DOCUMENT TEXT:
********

Dr. Claire Morton is a fictional character on the television drama Peyton Place. She was portrayed by Mariette Hartley. She appeared in 30 episodes in 1965.

Character history
Claire is the daughter of Dr. Robert Morton (Kent Smith) and his wife Grace (Edith Atwater). She is married to Vincent Markham (Leslie Nielsen), a successful lawyer. She tells her parents she returned to the United States to receive an award in New York City for a paper on tropical medicine. However, she had actually left her husband. She told her parents she would visit them in Peyton Place for a while, but was actually planning on staying there permanently.

Vincent keeps on sending her letters, wondering why she has left him. However, Claire never opens them, explaining she doesn't want to have anything to do with him anymore. She decides to work as a doctor in the local hospital and meets Dr. Michael Rossi (Ed Nelson). She falls in love with him, although he is her father's biggest rival. They start dating and Michael urges her to tell her father she is legally married to Vincent. She had never told him about that, fearing he would be disappointed with her.

********

ASSIGNED TASK 1:
According to the text on Claire Morton, what reason does she give her parents for returning to the United States?
ASSIGNED TASK 2:
Extend the text on Claire Morton, beginning after its final sentence.

********

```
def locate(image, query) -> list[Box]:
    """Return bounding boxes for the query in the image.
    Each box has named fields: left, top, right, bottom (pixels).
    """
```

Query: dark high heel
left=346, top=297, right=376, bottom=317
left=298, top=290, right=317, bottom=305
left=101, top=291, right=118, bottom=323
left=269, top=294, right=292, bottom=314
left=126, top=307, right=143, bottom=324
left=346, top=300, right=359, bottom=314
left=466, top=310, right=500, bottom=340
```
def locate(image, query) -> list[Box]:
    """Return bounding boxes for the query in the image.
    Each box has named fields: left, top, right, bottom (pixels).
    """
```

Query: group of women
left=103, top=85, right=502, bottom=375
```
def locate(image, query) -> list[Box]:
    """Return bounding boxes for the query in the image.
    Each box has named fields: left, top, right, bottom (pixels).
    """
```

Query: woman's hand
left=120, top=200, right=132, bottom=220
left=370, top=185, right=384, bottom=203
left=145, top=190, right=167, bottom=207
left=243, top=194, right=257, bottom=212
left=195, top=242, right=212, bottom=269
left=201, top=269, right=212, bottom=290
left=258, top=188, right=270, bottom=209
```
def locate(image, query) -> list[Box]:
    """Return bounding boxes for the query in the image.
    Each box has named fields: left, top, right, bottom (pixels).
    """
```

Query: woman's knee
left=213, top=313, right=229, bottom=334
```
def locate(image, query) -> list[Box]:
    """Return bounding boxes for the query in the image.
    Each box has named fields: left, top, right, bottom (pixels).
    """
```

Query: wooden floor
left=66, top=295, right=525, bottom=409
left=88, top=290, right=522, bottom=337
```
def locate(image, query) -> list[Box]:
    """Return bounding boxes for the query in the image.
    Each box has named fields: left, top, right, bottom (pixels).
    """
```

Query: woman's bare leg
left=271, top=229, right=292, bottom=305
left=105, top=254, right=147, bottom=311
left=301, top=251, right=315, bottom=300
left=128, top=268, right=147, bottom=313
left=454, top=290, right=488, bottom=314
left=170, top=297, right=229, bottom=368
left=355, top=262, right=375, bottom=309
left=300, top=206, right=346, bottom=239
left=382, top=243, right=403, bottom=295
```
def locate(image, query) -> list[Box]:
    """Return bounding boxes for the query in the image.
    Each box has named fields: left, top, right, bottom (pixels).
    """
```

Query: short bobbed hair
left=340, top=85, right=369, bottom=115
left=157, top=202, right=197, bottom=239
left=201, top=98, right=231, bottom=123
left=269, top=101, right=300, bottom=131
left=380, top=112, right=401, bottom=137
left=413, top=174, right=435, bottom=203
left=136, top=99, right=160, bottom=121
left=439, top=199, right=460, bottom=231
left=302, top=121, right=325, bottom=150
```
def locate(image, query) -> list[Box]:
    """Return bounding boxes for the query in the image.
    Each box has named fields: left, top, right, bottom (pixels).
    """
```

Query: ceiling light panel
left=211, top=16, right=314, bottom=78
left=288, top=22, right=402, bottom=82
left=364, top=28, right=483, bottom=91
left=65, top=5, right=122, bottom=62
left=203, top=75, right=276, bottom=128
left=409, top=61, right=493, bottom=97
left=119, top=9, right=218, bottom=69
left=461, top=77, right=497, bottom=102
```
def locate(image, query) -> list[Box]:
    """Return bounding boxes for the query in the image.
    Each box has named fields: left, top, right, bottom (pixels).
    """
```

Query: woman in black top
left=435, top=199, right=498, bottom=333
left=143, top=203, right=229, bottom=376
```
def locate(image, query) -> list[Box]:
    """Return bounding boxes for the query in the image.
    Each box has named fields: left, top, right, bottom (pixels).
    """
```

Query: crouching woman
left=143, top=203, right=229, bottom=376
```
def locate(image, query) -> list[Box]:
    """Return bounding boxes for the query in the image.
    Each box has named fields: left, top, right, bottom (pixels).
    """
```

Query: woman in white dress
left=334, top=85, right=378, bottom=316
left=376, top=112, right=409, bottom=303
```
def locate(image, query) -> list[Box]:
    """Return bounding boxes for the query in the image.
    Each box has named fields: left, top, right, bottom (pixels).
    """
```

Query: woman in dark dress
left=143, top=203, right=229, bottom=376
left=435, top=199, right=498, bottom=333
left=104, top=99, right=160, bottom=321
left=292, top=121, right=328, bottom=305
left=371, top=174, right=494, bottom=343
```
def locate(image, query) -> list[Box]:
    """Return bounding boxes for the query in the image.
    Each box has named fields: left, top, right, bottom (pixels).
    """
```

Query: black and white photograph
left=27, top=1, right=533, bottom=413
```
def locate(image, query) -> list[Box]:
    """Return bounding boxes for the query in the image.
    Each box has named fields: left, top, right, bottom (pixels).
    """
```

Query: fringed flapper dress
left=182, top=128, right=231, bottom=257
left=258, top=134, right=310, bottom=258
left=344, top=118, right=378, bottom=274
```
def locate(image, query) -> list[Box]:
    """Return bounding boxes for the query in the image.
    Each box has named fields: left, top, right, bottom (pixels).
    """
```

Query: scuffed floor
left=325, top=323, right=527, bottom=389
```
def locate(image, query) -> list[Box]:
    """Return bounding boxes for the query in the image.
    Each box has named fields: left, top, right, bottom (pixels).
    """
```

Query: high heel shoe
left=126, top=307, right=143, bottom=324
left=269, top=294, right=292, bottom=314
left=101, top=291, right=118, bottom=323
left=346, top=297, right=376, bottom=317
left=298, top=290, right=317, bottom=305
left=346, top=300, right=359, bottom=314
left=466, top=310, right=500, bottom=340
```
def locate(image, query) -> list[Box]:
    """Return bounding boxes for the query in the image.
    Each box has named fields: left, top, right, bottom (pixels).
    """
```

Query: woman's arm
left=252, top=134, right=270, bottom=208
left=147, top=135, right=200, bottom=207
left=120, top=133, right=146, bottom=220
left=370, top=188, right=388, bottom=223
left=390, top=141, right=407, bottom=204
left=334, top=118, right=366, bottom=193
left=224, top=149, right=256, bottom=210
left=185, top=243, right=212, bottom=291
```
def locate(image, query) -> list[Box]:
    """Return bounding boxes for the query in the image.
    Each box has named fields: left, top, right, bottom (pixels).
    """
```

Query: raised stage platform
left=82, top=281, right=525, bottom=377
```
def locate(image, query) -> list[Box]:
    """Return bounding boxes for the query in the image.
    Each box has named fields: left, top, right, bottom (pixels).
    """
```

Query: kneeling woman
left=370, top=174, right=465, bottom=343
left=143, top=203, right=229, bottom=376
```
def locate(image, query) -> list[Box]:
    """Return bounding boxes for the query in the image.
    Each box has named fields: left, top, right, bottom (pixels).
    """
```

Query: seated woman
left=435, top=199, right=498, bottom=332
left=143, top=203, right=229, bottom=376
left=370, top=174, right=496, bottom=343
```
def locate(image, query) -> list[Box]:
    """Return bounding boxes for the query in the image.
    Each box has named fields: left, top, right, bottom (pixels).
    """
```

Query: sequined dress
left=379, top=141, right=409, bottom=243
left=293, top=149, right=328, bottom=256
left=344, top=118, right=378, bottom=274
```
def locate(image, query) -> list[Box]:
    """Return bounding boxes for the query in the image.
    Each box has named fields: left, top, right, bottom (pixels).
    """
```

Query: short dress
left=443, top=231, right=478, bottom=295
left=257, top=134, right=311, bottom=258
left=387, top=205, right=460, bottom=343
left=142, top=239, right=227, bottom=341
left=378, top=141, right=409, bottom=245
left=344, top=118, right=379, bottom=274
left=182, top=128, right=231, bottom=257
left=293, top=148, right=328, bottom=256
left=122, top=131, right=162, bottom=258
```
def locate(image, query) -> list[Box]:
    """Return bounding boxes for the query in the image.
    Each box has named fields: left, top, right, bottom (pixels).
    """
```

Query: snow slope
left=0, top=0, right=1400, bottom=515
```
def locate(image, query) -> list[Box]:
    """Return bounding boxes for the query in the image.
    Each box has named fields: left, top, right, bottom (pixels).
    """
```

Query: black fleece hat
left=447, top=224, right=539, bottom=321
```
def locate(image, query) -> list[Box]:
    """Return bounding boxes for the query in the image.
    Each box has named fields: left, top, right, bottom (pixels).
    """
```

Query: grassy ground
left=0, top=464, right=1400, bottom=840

********

ANSWER SPACE 1:
She says she has come to receive an award in New York City for a paper on tropical medicine.

ANSWER SPACE 2:
Michael pressures her to tell her father she is married. After she does, she announces she wants to divorce Vincent. He later travels to Peyton Place as well and demands to know why she doesn't want to be with him anymore. His health has gone downwards and Dr. Rossi confirms he is suffering from polycyclemia and has to go back to Peru immediately. Claire starts feeling guilty about divorcing a dying man and decides not to go forward with it. They eventually reunite and travel back to Peru. They are never heard from again.